▶ _Task prompt_
Everything in the listing should be restated word for word.

Top of Extracted data

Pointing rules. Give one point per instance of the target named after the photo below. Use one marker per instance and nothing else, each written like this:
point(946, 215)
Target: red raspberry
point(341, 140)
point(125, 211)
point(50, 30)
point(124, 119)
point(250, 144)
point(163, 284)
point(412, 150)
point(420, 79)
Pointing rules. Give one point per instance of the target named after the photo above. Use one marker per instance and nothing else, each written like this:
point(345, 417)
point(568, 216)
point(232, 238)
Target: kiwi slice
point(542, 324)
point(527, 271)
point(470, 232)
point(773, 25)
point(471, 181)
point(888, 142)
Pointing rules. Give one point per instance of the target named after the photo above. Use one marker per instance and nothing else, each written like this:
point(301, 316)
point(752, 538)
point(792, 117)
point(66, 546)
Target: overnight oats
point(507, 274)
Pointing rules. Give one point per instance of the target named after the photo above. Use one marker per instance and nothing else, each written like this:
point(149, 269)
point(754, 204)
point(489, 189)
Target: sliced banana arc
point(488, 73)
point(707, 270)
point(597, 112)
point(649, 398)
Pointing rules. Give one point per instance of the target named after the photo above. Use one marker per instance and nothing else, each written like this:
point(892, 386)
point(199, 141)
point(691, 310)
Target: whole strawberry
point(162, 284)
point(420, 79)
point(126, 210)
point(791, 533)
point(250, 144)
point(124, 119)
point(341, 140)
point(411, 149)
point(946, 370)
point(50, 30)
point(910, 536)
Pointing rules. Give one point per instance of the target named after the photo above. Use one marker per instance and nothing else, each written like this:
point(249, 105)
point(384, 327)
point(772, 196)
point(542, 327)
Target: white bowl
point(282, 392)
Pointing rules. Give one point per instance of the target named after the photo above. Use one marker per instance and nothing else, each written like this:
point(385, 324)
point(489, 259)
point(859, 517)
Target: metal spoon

Bottom of Extracted data

▶ _Result of the task_
Pointing rules. Give one point per instance of the target named after the photo below. Use one marker per instance and nothing else, each written like this:
point(946, 215)
Target: red raspberry
point(341, 140)
point(125, 211)
point(50, 30)
point(124, 119)
point(250, 144)
point(163, 284)
point(412, 150)
point(420, 79)
Pointing rules. Give one point per instance of the target named after the photo above. Use one marker per instance and nothing else, each written like this:
point(345, 417)
point(568, 216)
point(232, 238)
Target: kiwi slice
point(542, 324)
point(527, 271)
point(470, 232)
point(773, 25)
point(471, 181)
point(888, 142)
Pointing rules. Give one point per instance of the target named after the photo above. Use one marker per instance and nothing else, each written like this:
point(301, 316)
point(752, 538)
point(792, 117)
point(66, 546)
Target: overnight oats
point(507, 274)
Pointing rules. Give one point per instance of the target named after the photo above. Use one marker per instance and nothing else, each written like this:
point(149, 269)
point(754, 204)
point(489, 189)
Target: sliced banana arc
point(488, 73)
point(707, 270)
point(597, 112)
point(649, 398)
Pointing rules. Give one point per instance of the target named after the photo above. Use one marker per instance and nothing else, each written like this:
point(892, 386)
point(199, 141)
point(691, 310)
Target: whole strawberry
point(162, 284)
point(420, 79)
point(126, 210)
point(791, 533)
point(250, 144)
point(124, 119)
point(341, 140)
point(411, 149)
point(946, 370)
point(50, 30)
point(910, 536)
Pointing rules. Give one point per instance of the target named after the photo above. Use one marker per instance and nothing else, each written like this:
point(249, 105)
point(384, 327)
point(772, 196)
point(542, 327)
Target: white bowl
point(282, 392)
Pointing rules. Give one point per instance of the target named after the photo above. Use one marker per instance and nothing else, each written like this:
point(385, 324)
point(489, 259)
point(859, 517)
Target: metal spoon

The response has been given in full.